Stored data
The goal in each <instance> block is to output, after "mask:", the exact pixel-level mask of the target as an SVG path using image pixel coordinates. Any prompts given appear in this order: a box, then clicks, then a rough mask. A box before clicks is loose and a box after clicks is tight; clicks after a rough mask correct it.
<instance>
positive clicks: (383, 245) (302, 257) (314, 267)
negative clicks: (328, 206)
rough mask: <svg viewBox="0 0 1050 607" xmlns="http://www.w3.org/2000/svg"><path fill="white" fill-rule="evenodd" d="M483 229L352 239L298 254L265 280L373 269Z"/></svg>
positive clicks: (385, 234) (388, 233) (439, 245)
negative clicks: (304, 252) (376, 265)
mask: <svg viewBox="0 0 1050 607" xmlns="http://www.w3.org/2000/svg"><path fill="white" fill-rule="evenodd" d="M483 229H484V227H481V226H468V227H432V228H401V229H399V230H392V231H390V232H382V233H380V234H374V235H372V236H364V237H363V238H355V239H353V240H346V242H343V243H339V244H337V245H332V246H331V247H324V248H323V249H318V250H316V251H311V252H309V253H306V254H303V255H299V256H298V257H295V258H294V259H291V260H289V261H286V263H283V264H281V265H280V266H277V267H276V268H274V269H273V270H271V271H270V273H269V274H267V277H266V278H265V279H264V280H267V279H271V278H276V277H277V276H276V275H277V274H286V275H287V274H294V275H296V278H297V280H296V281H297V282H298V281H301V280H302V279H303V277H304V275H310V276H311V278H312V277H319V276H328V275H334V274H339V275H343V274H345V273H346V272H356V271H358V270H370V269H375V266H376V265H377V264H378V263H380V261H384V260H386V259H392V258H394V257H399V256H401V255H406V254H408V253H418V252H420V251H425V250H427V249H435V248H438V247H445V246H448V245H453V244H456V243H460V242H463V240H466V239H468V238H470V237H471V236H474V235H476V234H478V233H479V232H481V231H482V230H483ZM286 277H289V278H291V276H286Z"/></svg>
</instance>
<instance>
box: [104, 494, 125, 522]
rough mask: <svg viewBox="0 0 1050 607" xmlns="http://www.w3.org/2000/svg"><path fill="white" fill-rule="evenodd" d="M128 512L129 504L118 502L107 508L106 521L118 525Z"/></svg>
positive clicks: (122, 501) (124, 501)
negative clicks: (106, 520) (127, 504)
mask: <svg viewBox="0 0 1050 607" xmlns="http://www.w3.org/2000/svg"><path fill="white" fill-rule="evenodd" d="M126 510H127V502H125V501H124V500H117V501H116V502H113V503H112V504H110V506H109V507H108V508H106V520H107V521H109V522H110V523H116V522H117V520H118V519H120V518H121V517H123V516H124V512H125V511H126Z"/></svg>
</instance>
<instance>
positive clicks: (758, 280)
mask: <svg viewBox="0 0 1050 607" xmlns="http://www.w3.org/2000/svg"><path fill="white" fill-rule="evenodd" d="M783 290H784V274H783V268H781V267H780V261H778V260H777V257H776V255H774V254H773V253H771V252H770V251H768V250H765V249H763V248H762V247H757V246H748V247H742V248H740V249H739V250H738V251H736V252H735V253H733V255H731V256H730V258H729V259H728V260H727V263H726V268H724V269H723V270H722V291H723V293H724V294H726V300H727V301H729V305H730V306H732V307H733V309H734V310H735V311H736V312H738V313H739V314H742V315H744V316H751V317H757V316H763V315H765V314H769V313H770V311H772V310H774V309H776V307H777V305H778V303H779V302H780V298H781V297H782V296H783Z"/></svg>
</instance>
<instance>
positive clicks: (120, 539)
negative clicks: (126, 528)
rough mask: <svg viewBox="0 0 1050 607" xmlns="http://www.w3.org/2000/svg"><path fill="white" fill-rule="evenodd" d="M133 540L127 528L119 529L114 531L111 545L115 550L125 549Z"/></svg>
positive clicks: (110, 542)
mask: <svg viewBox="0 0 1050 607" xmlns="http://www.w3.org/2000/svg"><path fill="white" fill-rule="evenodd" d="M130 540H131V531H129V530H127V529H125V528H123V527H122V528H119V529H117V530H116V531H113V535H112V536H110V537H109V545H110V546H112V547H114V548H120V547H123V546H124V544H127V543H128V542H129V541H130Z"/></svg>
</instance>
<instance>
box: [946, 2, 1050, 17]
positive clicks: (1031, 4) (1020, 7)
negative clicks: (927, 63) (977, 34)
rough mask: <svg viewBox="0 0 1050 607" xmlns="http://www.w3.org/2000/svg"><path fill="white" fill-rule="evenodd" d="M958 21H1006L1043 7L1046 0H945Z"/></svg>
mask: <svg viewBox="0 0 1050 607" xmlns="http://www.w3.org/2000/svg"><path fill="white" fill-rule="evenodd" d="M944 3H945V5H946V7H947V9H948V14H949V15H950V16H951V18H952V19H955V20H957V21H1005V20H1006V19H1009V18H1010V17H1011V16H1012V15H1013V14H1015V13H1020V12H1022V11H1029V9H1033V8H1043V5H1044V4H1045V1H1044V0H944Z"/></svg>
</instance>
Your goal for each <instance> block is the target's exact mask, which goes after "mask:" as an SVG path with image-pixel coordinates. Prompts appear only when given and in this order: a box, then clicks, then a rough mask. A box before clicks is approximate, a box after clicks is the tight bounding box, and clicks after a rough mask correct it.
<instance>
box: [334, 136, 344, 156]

• Instructions for the task
Output every record in full, exactly as it was given.

• Answer area
The goal in each <instance> block is to output, after "mask:", the exact pixel-level mask of the target as an SVG path using image pixel coordinates. Any prompts given appear in this order: a box, then clicks, then a rough mask. A box before clicks is loose and a box after clicks is tight; clicks after a rough mask correct it.
<instance>
positive clicks: (383, 245) (302, 257) (314, 267)
negative clicks: (328, 206)
rough mask: <svg viewBox="0 0 1050 607" xmlns="http://www.w3.org/2000/svg"><path fill="white" fill-rule="evenodd" d="M483 229L352 239L298 254L265 280L373 269Z"/></svg>
positive clicks: (385, 234) (388, 233) (439, 245)
negative clicks: (304, 252) (376, 265)
mask: <svg viewBox="0 0 1050 607" xmlns="http://www.w3.org/2000/svg"><path fill="white" fill-rule="evenodd" d="M483 229H484V227H481V226H468V227H432V228H401V229H399V230H392V231H390V232H382V233H380V234H374V235H372V236H364V237H363V238H355V239H353V240H346V242H343V243H339V244H337V245H332V246H331V247H324V248H323V249H318V250H316V251H311V252H309V253H306V254H303V255H299V256H298V257H295V258H294V259H291V260H289V261H286V263H283V264H281V265H280V266H277V267H276V268H274V269H273V270H271V271H270V273H269V274H267V277H266V278H265V279H264V280H267V279H271V278H276V277H277V276H276V275H277V274H286V275H287V274H294V275H296V278H297V280H296V281H297V282H298V281H301V280H302V279H303V277H304V275H310V276H311V278H312V277H319V276H328V275H334V274H339V275H343V274H345V273H346V272H356V271H358V270H370V269H375V266H376V265H377V264H378V263H380V261H384V260H386V259H392V258H394V257H399V256H401V255H406V254H408V253H418V252H420V251H425V250H427V249H435V248H438V247H445V246H448V245H453V244H456V243H460V242H463V240H466V239H468V238H470V237H471V236H474V235H476V234H478V233H479V232H481V231H482V230H483ZM286 277H289V278H291V276H286Z"/></svg>
</instance>
<instance>
box: [104, 494, 125, 522]
rough mask: <svg viewBox="0 0 1050 607" xmlns="http://www.w3.org/2000/svg"><path fill="white" fill-rule="evenodd" d="M128 512L129 504L118 502L107 508L106 521L118 525Z"/></svg>
positive clicks: (122, 501) (124, 501)
negative clicks: (106, 520) (127, 504)
mask: <svg viewBox="0 0 1050 607" xmlns="http://www.w3.org/2000/svg"><path fill="white" fill-rule="evenodd" d="M126 510H127V502H125V501H124V500H117V501H116V502H113V503H112V504H110V506H109V507H108V508H106V520H107V521H109V522H110V523H116V522H117V520H118V519H120V518H121V517H123V516H124V512H125V511H126Z"/></svg>
</instance>
<instance>
positive clicks: (758, 280)
mask: <svg viewBox="0 0 1050 607" xmlns="http://www.w3.org/2000/svg"><path fill="white" fill-rule="evenodd" d="M783 290H784V274H783V268H781V267H780V261H778V260H777V257H776V255H774V254H773V253H771V252H770V251H768V250H765V249H763V248H762V247H757V246H748V247H742V248H740V249H739V250H738V251H736V252H735V253H733V255H731V256H730V258H729V259H728V260H727V263H726V268H724V269H723V270H722V291H723V293H724V294H726V300H727V301H729V305H730V306H732V307H733V309H734V310H735V311H736V312H738V313H739V314H742V315H744V316H751V317H757V316H763V315H765V314H769V313H770V311H772V310H774V309H776V307H777V305H778V303H779V302H780V298H781V297H782V296H783Z"/></svg>
</instance>
<instance>
positive clicks: (120, 539)
negative clicks: (126, 528)
rough mask: <svg viewBox="0 0 1050 607" xmlns="http://www.w3.org/2000/svg"><path fill="white" fill-rule="evenodd" d="M133 540L127 528L119 529L114 531L111 545L115 550L125 549Z"/></svg>
positive clicks: (110, 542)
mask: <svg viewBox="0 0 1050 607" xmlns="http://www.w3.org/2000/svg"><path fill="white" fill-rule="evenodd" d="M130 540H131V531H129V530H127V529H125V528H123V527H122V528H119V529H117V530H116V531H113V535H112V536H110V537H109V545H110V546H112V547H114V548H120V547H123V546H124V544H127V543H128V542H129V541H130Z"/></svg>
</instance>
<instance>
box: [946, 2, 1050, 17]
positive clicks: (1031, 4) (1020, 7)
negative clicks: (927, 63) (977, 34)
rough mask: <svg viewBox="0 0 1050 607" xmlns="http://www.w3.org/2000/svg"><path fill="white" fill-rule="evenodd" d="M958 21H1006L1043 7L1046 0H945Z"/></svg>
mask: <svg viewBox="0 0 1050 607" xmlns="http://www.w3.org/2000/svg"><path fill="white" fill-rule="evenodd" d="M944 3H945V5H946V7H947V9H948V14H949V15H950V16H951V18H952V19H955V20H957V21H1005V20H1006V19H1009V18H1010V17H1011V16H1012V15H1013V14H1015V13H1020V12H1022V11H1029V9H1033V8H1043V5H1044V4H1045V1H1044V0H944Z"/></svg>
</instance>
Your goal for each <instance> block is the target's exact mask, which goes after "mask:" as an SVG path with image-pixel coordinates. Prompts appear only when given and in this order: a box, then clicks, then a rough mask. A box before clicks is approximate, a box after clicks is the tight bounding box, and clicks after a rough mask correct it.
<instance>
box: [334, 136, 344, 156]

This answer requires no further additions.